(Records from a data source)

--- start ---

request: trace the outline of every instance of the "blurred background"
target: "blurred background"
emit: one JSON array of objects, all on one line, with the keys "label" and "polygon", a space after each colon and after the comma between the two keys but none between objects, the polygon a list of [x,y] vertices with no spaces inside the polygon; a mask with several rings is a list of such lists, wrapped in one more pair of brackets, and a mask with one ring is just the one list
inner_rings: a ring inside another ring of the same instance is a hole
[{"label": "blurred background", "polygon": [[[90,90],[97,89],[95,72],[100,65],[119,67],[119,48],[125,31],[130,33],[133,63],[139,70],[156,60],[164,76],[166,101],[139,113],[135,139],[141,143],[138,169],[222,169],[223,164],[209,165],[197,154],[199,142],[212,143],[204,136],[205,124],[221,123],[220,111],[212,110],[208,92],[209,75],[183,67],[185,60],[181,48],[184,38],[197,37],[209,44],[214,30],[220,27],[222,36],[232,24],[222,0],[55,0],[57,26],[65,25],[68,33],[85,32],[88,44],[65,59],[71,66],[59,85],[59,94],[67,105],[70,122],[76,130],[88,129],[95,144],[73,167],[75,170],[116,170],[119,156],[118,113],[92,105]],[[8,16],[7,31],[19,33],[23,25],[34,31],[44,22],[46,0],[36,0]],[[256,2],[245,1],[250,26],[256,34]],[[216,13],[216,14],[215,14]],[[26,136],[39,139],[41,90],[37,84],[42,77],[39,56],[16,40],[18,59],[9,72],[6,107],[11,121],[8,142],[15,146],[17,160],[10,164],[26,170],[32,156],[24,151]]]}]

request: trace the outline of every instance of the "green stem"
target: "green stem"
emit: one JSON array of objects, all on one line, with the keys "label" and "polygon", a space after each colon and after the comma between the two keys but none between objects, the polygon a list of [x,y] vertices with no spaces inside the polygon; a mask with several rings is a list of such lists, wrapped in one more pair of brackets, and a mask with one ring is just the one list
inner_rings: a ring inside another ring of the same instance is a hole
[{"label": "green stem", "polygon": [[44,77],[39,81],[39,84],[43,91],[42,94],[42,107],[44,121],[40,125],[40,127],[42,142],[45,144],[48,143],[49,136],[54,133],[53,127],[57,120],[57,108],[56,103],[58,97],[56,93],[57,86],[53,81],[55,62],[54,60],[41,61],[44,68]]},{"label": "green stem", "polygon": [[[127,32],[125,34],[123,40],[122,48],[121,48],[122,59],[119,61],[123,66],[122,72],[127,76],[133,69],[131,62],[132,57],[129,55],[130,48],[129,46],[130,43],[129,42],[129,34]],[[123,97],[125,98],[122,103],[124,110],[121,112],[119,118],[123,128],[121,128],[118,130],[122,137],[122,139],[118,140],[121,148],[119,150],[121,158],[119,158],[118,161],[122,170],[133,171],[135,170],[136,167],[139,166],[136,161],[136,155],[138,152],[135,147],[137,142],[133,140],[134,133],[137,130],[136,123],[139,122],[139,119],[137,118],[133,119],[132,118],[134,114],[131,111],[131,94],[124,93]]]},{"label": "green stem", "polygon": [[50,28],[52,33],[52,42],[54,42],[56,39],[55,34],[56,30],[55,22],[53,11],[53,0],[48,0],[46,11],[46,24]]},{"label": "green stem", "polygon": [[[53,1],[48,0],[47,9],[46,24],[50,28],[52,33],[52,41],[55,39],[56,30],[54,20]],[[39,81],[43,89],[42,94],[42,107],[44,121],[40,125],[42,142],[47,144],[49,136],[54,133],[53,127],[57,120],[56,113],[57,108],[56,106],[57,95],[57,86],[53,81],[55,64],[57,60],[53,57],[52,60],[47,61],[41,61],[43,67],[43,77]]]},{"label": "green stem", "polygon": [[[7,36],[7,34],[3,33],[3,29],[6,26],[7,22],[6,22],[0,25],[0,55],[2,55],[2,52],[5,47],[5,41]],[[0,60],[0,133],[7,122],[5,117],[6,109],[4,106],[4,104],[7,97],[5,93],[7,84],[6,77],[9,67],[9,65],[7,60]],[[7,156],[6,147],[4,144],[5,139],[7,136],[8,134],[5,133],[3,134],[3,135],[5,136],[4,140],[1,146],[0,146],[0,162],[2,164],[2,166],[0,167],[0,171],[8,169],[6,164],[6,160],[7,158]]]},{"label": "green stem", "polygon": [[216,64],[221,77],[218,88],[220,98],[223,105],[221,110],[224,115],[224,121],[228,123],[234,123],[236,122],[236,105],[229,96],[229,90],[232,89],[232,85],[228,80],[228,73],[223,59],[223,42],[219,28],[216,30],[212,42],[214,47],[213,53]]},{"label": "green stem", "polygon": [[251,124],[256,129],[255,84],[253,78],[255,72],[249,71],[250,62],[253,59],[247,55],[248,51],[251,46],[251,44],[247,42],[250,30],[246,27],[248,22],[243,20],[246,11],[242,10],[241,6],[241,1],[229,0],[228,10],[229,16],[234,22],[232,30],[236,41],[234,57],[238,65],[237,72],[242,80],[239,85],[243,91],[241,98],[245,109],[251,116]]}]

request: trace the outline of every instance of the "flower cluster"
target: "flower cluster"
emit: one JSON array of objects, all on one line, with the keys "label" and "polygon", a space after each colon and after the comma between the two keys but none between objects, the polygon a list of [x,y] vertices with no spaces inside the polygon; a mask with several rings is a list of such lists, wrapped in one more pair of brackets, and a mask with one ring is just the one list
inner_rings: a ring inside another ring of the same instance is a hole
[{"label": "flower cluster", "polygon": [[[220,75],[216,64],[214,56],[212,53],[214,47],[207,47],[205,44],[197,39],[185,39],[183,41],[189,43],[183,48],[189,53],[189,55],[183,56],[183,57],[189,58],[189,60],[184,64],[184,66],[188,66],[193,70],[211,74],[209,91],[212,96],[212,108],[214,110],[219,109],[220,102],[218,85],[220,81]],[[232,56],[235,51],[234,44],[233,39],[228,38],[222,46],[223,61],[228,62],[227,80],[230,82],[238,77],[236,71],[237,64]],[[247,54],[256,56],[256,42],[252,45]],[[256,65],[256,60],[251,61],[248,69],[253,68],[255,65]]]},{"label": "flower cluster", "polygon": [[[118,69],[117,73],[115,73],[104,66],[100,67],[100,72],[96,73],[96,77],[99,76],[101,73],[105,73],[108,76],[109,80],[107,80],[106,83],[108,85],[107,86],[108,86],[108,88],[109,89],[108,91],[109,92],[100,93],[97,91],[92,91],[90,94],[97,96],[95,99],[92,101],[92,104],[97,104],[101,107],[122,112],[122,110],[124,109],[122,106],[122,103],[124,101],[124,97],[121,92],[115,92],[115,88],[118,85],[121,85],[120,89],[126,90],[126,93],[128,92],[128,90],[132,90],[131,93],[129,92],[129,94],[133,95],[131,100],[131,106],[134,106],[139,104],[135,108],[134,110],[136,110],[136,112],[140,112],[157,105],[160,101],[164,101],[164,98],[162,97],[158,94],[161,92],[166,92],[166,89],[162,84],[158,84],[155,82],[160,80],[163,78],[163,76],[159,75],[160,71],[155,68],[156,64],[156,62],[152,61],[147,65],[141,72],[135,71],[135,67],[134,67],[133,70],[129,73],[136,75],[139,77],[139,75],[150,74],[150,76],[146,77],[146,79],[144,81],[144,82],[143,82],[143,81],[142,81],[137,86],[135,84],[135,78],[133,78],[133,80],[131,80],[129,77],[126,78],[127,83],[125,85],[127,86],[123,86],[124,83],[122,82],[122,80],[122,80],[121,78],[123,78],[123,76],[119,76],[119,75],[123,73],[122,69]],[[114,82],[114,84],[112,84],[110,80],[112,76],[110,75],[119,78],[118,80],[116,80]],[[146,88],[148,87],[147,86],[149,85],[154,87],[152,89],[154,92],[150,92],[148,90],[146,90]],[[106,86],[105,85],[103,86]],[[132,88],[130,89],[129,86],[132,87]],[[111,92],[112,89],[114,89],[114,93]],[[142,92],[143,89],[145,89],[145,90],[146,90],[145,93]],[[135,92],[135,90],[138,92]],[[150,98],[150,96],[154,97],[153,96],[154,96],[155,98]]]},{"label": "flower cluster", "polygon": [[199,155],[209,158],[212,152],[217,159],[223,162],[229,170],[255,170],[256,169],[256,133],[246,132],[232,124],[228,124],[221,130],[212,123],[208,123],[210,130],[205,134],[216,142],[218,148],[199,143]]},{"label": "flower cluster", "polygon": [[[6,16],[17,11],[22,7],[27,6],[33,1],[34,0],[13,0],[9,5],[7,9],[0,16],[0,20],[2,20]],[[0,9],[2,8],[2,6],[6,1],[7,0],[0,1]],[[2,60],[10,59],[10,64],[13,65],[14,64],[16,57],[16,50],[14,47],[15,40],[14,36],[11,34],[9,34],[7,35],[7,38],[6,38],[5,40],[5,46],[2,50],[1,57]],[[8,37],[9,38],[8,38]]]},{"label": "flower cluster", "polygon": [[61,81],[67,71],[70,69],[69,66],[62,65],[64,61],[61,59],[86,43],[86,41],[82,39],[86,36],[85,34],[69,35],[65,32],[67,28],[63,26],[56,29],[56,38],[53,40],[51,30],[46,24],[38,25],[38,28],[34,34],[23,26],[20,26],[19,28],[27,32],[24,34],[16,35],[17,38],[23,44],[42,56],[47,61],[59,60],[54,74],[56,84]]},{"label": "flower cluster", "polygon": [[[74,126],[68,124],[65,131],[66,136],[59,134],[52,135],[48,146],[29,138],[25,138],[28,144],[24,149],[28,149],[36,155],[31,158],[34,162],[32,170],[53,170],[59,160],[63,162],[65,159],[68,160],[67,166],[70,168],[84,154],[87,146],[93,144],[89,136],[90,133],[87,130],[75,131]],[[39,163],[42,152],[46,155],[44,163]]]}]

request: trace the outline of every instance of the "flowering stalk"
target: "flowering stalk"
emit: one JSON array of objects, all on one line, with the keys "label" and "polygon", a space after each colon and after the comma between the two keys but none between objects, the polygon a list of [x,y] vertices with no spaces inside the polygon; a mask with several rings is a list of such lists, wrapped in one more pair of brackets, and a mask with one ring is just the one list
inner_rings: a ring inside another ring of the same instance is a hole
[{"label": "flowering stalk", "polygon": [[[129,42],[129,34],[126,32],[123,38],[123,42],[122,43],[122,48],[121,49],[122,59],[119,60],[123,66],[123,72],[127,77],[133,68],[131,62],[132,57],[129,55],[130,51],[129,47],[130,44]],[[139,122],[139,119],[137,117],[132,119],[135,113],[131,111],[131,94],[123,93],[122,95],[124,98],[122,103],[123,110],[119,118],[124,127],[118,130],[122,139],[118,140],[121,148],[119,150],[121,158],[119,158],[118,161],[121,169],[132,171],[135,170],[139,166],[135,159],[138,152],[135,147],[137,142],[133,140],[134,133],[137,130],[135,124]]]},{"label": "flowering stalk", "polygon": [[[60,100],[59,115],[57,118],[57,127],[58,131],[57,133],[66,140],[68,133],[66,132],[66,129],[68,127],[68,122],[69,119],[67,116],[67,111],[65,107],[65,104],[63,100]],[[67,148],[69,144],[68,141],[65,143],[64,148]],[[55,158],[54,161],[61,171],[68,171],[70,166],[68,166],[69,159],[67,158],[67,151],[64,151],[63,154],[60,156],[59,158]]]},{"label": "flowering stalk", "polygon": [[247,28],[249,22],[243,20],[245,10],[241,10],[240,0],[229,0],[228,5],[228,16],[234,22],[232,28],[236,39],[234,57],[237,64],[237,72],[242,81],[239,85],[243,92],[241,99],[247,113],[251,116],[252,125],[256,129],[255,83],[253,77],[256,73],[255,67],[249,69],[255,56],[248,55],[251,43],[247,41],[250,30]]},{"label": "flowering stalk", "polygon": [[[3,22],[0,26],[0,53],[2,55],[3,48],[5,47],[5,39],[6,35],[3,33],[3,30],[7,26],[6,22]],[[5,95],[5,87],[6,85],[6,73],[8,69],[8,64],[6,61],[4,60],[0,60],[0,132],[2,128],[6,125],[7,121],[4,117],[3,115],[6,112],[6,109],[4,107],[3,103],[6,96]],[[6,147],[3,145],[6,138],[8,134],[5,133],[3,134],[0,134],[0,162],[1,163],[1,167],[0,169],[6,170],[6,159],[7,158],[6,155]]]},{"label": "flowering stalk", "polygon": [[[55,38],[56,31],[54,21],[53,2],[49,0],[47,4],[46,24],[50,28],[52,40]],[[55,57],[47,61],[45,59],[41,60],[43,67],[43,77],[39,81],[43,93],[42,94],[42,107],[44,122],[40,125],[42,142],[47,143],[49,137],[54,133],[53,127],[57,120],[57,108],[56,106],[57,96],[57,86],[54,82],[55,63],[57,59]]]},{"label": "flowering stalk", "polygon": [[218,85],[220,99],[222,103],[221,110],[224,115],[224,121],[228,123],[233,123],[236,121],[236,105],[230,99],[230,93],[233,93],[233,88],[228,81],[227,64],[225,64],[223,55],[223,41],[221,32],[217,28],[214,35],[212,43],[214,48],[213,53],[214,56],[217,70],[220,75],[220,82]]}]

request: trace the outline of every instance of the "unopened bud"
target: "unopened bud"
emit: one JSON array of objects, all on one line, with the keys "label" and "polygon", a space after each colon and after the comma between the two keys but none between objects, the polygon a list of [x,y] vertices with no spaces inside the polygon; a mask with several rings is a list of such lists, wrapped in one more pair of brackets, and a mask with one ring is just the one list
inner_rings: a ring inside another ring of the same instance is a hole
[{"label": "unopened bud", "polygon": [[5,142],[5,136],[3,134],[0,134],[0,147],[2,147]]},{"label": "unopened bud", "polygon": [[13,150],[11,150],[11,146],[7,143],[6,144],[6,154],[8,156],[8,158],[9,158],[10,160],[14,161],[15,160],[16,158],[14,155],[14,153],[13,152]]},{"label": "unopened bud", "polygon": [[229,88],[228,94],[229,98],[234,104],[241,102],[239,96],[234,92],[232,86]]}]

--- end ---

What is expected> From the entries above, pull out each line that contains the string "target", matching case exactly.

Solution to the problem>
target: "blurred background"
target: "green stem"
target: "flower cluster"
target: "flowering stalk"
target: "unopened bud"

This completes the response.